[[ Input data open ]]

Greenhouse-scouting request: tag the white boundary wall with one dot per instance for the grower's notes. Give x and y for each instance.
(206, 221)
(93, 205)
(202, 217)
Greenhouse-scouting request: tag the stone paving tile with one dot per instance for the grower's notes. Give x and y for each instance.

[[ Input data closed ]]
[[ Input data open ]]

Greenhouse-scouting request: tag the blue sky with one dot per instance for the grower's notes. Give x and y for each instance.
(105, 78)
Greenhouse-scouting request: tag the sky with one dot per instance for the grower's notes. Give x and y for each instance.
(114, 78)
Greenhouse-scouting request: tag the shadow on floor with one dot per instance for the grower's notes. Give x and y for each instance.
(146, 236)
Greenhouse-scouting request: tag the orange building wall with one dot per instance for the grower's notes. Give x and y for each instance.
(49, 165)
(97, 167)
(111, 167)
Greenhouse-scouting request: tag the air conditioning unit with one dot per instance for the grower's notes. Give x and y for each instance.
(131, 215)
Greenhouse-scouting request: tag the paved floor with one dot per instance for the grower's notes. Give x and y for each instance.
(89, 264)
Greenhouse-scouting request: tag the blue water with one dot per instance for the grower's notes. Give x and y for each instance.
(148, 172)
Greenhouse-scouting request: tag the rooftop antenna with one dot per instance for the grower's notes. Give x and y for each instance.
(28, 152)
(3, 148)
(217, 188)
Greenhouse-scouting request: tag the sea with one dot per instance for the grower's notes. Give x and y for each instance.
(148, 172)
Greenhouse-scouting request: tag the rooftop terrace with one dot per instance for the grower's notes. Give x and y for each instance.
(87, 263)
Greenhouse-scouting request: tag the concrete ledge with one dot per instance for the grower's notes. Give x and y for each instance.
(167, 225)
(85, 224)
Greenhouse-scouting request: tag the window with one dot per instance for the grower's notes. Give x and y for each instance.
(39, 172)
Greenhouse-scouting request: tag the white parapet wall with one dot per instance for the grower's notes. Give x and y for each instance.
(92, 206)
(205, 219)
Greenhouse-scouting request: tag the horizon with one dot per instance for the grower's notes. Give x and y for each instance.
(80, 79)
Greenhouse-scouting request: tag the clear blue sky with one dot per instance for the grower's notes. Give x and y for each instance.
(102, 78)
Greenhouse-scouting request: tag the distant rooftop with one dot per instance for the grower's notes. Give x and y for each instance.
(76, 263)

[[ Input data closed ]]

*Problem to work on:* Look above for the line holding "Greenhouse-scouting request: tag the white boundary". Print it and every line after it, exactly, through the line holding "Greenhouse-scouting request: tag the stone".

*Exercise output:*
Greenhouse-scouting request: tag the white boundary wall with one dot per instance for the grower's notes. Give x and y for each instance.
(206, 221)
(93, 205)
(202, 217)
Greenhouse-scouting request: tag the stone paving tile with one dot per instance for the grower's notes. Give x and y for each instance.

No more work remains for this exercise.